Document:
Group Proposal, for further discussion: Vulnerability Group
John Coomes
jcoomes at twitter.com
Wed Feb 21 06:04:16 UTC 2018
> On January 31, 2018 at 8:44 AM mark.reinhold at oracle.com wrote:
>
>
> (This is not a call for votes; it is just a call for discussion.)
>
> To follow up on my initial call for discussion last August [1], I've
> posted a revised proposal for the Vulnerability Group together with
> the final version of the non-disclosure and license agreement, and
> diffs of the final version with respect to the first version:
>
> http://cr.openjdk.java.net/~mr/ojvg/
> http://cr.openjdk.java.net/~mr/ojvg/ojvg-ndla-2018-01-30.pdf
> http://cr.openjdk.java.net/~mr/ojvg/ojvg-ndla-2018-01-30-diffs.pdf
> ...
Hi Mark,
I've read the NDLA and definitely struggled with the legalese. While our
lawyers are reading it, I was hoping to get some clarification on the
intent of the Group with regard to sharing information. I'm not asking you
for a legal opinion, but for your opinion as an engineer on the expected
operation of the Group.

Given task:
Retype the part of the message about the Vulnerability Group proposal from "Group Proposal, for" up to and including "call for discussion.)". You won't need the material that comes after this message.

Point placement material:
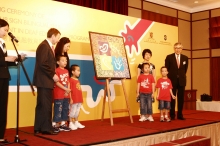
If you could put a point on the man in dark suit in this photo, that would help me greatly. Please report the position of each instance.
(44, 78)
(177, 65)
(5, 61)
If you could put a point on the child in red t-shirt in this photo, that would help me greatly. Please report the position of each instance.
(145, 90)
(164, 86)
(76, 98)
(61, 96)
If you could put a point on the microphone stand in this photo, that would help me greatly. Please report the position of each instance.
(19, 60)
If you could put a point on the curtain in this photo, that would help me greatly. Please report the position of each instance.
(215, 78)
(114, 6)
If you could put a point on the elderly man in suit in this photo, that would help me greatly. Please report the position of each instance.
(44, 78)
(177, 65)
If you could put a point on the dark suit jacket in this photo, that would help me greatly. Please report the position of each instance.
(176, 73)
(4, 72)
(44, 67)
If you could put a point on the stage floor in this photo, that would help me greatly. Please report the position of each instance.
(98, 132)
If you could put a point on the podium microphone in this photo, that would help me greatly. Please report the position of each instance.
(13, 37)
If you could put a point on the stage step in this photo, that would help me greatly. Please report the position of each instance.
(189, 141)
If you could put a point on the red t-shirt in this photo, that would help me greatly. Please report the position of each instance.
(164, 85)
(145, 83)
(63, 75)
(76, 91)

Final answer:
Group Proposal, for further discussion: Vulnerability Group
John Coomes
jcoomes at twitter.com
Wed Feb 21 06:04:16 UTC 2018
> On January 31, 2018 at 8:44 AM mark.reinhold at oracle.com wrote:
>
>
> (This is not a call for votes; it is just a call for discussion.)